## Data listing
※ ※ ※

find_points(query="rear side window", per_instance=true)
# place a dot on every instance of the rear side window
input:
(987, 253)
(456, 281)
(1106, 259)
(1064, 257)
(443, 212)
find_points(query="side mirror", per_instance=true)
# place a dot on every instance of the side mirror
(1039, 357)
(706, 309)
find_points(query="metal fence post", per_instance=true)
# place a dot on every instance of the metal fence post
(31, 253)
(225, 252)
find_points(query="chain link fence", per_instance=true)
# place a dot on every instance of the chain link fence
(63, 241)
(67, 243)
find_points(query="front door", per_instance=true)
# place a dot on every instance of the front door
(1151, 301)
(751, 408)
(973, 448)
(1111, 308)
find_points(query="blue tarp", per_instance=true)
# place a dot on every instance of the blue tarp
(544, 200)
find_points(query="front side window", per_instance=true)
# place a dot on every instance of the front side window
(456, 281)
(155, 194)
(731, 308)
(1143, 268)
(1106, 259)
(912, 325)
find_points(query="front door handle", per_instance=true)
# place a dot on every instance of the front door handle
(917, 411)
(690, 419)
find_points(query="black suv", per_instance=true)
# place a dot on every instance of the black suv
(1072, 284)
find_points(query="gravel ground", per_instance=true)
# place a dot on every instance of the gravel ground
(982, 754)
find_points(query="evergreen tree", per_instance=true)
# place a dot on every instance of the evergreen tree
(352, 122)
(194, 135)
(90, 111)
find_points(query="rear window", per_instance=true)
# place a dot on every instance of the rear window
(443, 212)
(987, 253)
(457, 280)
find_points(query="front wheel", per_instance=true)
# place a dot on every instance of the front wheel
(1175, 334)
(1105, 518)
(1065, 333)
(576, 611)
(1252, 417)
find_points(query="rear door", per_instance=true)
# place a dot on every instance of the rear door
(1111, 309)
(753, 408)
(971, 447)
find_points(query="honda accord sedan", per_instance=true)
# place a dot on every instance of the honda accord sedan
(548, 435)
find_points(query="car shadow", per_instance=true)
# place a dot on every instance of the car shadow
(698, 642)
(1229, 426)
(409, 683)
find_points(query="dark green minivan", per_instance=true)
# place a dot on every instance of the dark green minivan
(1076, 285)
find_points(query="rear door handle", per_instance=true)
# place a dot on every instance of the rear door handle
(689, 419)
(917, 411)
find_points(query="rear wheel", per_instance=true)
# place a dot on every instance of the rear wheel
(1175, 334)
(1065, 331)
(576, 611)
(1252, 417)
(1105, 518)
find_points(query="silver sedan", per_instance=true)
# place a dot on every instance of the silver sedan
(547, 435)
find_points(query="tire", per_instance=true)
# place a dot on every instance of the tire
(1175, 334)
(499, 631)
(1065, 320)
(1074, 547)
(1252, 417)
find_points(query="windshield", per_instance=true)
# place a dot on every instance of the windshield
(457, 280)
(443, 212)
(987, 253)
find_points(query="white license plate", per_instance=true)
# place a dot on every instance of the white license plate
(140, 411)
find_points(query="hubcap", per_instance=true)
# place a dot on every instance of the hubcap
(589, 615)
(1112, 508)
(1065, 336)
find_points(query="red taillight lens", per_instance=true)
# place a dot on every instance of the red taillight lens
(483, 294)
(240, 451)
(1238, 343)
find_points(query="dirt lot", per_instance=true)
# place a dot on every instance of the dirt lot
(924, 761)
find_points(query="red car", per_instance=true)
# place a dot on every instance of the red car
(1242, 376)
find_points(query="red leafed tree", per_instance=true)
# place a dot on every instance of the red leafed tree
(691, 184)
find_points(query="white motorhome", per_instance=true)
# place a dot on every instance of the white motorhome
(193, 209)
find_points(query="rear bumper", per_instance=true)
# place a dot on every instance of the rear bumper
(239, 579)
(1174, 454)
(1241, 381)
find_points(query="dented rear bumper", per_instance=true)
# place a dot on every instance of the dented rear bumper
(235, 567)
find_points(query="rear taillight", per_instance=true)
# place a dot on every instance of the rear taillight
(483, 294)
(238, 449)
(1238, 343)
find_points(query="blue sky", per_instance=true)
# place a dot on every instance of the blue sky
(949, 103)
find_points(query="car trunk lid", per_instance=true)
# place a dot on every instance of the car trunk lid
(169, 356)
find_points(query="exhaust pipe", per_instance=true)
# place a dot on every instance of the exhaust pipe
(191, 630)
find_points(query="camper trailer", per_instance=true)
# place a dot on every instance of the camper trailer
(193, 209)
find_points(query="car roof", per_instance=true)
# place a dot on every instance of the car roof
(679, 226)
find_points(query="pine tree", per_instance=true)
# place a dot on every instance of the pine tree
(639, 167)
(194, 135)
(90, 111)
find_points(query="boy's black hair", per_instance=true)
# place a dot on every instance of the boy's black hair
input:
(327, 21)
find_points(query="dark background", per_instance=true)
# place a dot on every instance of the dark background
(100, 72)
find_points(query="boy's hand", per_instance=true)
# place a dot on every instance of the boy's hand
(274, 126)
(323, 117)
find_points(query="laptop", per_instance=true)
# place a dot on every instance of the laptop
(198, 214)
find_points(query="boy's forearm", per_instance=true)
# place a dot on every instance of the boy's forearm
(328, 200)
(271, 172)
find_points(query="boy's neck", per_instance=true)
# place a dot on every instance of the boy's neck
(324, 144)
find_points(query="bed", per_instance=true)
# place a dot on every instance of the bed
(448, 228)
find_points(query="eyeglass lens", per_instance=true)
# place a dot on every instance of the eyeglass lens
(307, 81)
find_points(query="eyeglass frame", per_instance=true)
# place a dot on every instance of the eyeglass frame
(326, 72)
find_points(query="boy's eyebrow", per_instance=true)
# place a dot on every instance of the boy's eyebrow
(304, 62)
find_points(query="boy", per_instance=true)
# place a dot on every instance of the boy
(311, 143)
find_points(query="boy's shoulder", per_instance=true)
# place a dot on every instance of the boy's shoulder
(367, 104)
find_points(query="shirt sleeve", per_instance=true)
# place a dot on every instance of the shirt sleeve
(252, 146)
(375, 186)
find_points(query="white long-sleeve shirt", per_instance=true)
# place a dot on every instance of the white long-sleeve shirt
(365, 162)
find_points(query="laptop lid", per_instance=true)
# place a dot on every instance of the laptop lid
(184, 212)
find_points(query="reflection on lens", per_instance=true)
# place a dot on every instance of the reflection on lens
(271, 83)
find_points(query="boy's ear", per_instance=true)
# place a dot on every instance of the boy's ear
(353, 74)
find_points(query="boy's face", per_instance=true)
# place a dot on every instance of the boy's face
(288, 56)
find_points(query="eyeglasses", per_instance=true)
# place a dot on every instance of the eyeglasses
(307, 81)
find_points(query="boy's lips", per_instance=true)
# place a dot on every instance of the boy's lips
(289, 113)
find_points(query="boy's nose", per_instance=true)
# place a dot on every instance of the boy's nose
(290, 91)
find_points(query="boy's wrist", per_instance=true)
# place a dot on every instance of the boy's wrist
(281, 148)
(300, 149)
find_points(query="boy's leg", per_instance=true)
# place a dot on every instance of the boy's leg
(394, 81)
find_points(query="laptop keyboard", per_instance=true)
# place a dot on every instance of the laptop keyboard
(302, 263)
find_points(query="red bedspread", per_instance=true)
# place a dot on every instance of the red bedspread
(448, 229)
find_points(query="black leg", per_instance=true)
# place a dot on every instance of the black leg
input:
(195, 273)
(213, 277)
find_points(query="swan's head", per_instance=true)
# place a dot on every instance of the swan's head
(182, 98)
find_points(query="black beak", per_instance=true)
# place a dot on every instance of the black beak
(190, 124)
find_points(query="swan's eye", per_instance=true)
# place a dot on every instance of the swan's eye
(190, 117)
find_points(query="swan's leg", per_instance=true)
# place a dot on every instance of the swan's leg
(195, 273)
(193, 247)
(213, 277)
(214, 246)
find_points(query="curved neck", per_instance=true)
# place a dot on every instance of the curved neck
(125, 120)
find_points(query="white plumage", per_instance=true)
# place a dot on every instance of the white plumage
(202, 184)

※ ※ ※

## Short task
Each record above should be output again exactly.

## Answer to the task
find_points(query="rear side window", per_instance=true)
# place a dot on every instance of the rear side window
input:
(987, 253)
(456, 281)
(1106, 259)
(1064, 257)
(443, 212)
find_points(query="side mirror", per_instance=true)
# place a dot on every instance of the side mirror
(1039, 357)
(706, 309)
find_points(query="metal fence post", per_instance=true)
# place a dot on every instance of the metal fence post
(31, 253)
(225, 252)
find_points(query="chain link fence", per_instance=true)
# place a dot on every instance of the chain link fence
(63, 241)
(67, 243)
find_points(query="front door", per_instance=true)
# place a dot on every instance of the front door
(1151, 301)
(751, 408)
(973, 448)
(1111, 308)
find_points(query="blue tarp", per_instance=true)
# place a dot on every instance of the blue tarp
(544, 200)
find_points(query="front side window", per_instance=true)
# place a dot on every instance of the front side window
(456, 281)
(155, 194)
(731, 308)
(1143, 268)
(1106, 259)
(912, 325)
find_points(query="front door handle", per_instance=true)
# place a dot on every instance of the front door handle
(917, 411)
(690, 419)
find_points(query="black suv", per_instance=true)
# place a dot on every instance of the black suv
(1072, 284)
find_points(query="gravel ground", per_instance=true)
# place a dot on every instance of the gravel ground
(982, 754)
find_points(query="evergreen tree", per_instance=true)
# place a dot on every instance of the evergreen tree
(352, 122)
(194, 135)
(90, 111)
find_points(query="rear window", per_instance=true)
# place a dot on every instance of the rear window
(443, 212)
(987, 253)
(457, 280)
find_points(query="front wheel", per_instance=true)
# place a dot on every instance of the front wheel
(1175, 334)
(1105, 518)
(1065, 333)
(576, 611)
(1252, 417)
find_points(query="rear door", per_instance=true)
# place a dot on every instance of the rear door
(1111, 309)
(753, 408)
(971, 447)
find_points(query="honda accord sedan", per_instance=true)
# place a dot on every instance of the honda accord sedan
(548, 435)
find_points(query="car shadow", per_instance=true)
# place a dot on every instance of the car shadow
(698, 642)
(1229, 426)
(409, 683)
find_points(query="dark green minivan", per_instance=true)
# place a dot on every instance of the dark green minivan
(1076, 285)
find_points(query="rear door handle", per_instance=true)
# place a dot on every instance of the rear door handle
(689, 419)
(917, 411)
find_points(query="rear wheel", per_instance=true)
# place a dot on every instance of the rear wheel
(1175, 334)
(1065, 331)
(576, 611)
(1252, 417)
(1105, 518)
find_points(query="silver sedan", per_instance=true)
# place a dot on every instance of the silver sedan
(547, 435)
find_points(query="tire", per_instance=true)
# place a dot on every instance of the tire
(1175, 334)
(499, 631)
(1065, 320)
(1074, 547)
(1252, 417)
find_points(query="windshield", per_instance=true)
# place a dot on every instance of the windshield
(457, 280)
(443, 212)
(987, 253)
find_points(query="white license plate", per_instance=true)
# place a dot on every instance of the white license plate
(140, 411)
find_points(query="hubcap", per_instance=true)
# place a dot on every instance of the hubcap
(589, 615)
(1112, 508)
(1065, 336)
find_points(query="red taillight lens", per_instance=true)
# place a dot on every instance of the red taillight lens
(483, 294)
(240, 451)
(1238, 343)
find_points(query="dirt lot", per_instance=true)
# place a dot on every instance of the dirt lot
(924, 761)
find_points(query="red car", per_instance=true)
# place a dot on every instance of the red car
(1242, 376)
find_points(query="red leafed tree", per_instance=true)
# place a dot on every instance of the red leafed tree
(691, 184)
find_points(query="white motorhome", per_instance=true)
# place a dot on every instance of the white motorhome
(193, 209)
find_points(query="rear bumper", per_instance=true)
# place a dot on every instance of the rear bumper
(239, 579)
(1174, 454)
(1241, 381)
find_points(query="dented rear bumper", per_instance=true)
# place a dot on every instance of the dented rear bumper
(235, 567)
find_points(query="rear taillight", per_instance=true)
# place a dot on every instance of the rear taillight
(483, 294)
(238, 449)
(1238, 343)
find_points(query="blue sky", per_instance=true)
# place a dot on every instance of the blue sky
(949, 103)
find_points(query="car trunk lid", per_instance=true)
# place a dot on every instance of the car trunk lid
(169, 356)
find_points(query="exhaust pipe", per_instance=true)
# place a dot on every instance of the exhaust pipe
(191, 630)
find_points(query="camper trailer", per_instance=true)
# place a dot on every instance of the camper trailer
(193, 209)
find_points(query="car roof", per_instance=true)
# place a dot on every instance of the car roof
(679, 226)
find_points(query="pine tree", per_instance=true)
# place a dot on every instance of the pine tree
(639, 167)
(194, 135)
(90, 111)
find_points(query="boy's black hair", per_instance=true)
# place a dot on every instance of the boy's black hair
input:
(327, 21)
find_points(query="dark background", per_instance=true)
# place a dot on every instance of the dark background
(100, 72)
find_points(query="boy's hand", per_instance=true)
# place a dot on every instance of the boy's hand
(274, 126)
(323, 117)
find_points(query="laptop", per_instance=true)
# place a dot on every instance of the laptop
(198, 214)
find_points(query="boy's forearm", per_instance=true)
# place a dot on every instance of the boy's forearm
(328, 200)
(271, 172)
find_points(query="boy's neck", per_instance=true)
# place a dot on every instance of the boy's neck
(324, 144)
find_points(query="bed", per_instance=true)
# place a dot on every instance of the bed
(448, 228)
find_points(query="eyeglass lens", per_instance=true)
# place a dot on every instance of the eyeglass lens
(307, 81)
find_points(query="eyeglass frame", per_instance=true)
# place a dot on every instance of the eyeglass frame
(326, 72)
find_points(query="boy's eyebrow", per_instance=true)
# place a dot on every instance of the boy's eyebrow
(304, 62)
find_points(query="boy", per_instance=true)
# place a dot on every instance of the boy
(311, 143)
find_points(query="boy's shoulder", per_instance=true)
# place a dot on every instance of the boy's shoulder
(367, 104)
find_points(query="shirt sleeve", per_instance=true)
# place a dot on every instance of the shirt sleeve
(252, 146)
(375, 186)
find_points(query="white long-sleeve shirt", per_instance=true)
# place a dot on every instance of the white long-sleeve shirt
(365, 162)
find_points(query="laptop lid", per_instance=true)
# place a dot on every instance of the laptop lid
(184, 212)
find_points(query="reflection on lens", per_instance=true)
# place a dot on every instance of the reflection on lens
(271, 83)
find_points(query="boy's ear", per_instance=true)
# place a dot on every instance of the boy's ear
(353, 74)
find_points(query="boy's face", per_instance=true)
# place a dot on every instance of the boy's face
(288, 56)
find_points(query="eyeglasses", per_instance=true)
# place a dot on every instance of the eyeglasses
(307, 81)
find_points(query="boy's lips", per_instance=true)
# place a dot on every instance of the boy's lips
(289, 113)
find_points(query="boy's nose", per_instance=true)
# place a dot on every instance of the boy's nose
(290, 91)
find_points(query="boy's wrist", per_instance=true)
# place a dot on every instance of the boy's wrist
(281, 148)
(300, 149)
find_points(query="boy's leg", per_instance=true)
# place a dot on every instance of the boy's leg
(394, 81)
find_points(query="laptop keyboard", per_instance=true)
# place a dot on every instance of the laptop keyboard
(302, 263)
find_points(query="red bedspread", per_instance=true)
# place a dot on every instance of the red bedspread
(448, 229)
find_points(query="black leg", per_instance=true)
# place a dot on every instance of the black leg
input:
(195, 273)
(213, 277)
find_points(query="swan's head", per_instance=true)
# place a dot on every instance of the swan's head
(182, 98)
find_points(query="black beak", per_instance=true)
# place a dot on every instance of the black beak
(190, 124)
find_points(query="swan's eye", per_instance=true)
# place a dot on every instance of the swan's eye
(190, 117)
find_points(query="swan's leg", per_instance=true)
# place a dot on every instance of the swan's leg
(195, 273)
(193, 247)
(213, 277)
(214, 246)
find_points(query="curved neck", per_instance=true)
# place a dot on every instance of the curved neck
(125, 120)
find_points(query="white plumage", per_instance=true)
# place a dot on every instance of the white plumage
(202, 184)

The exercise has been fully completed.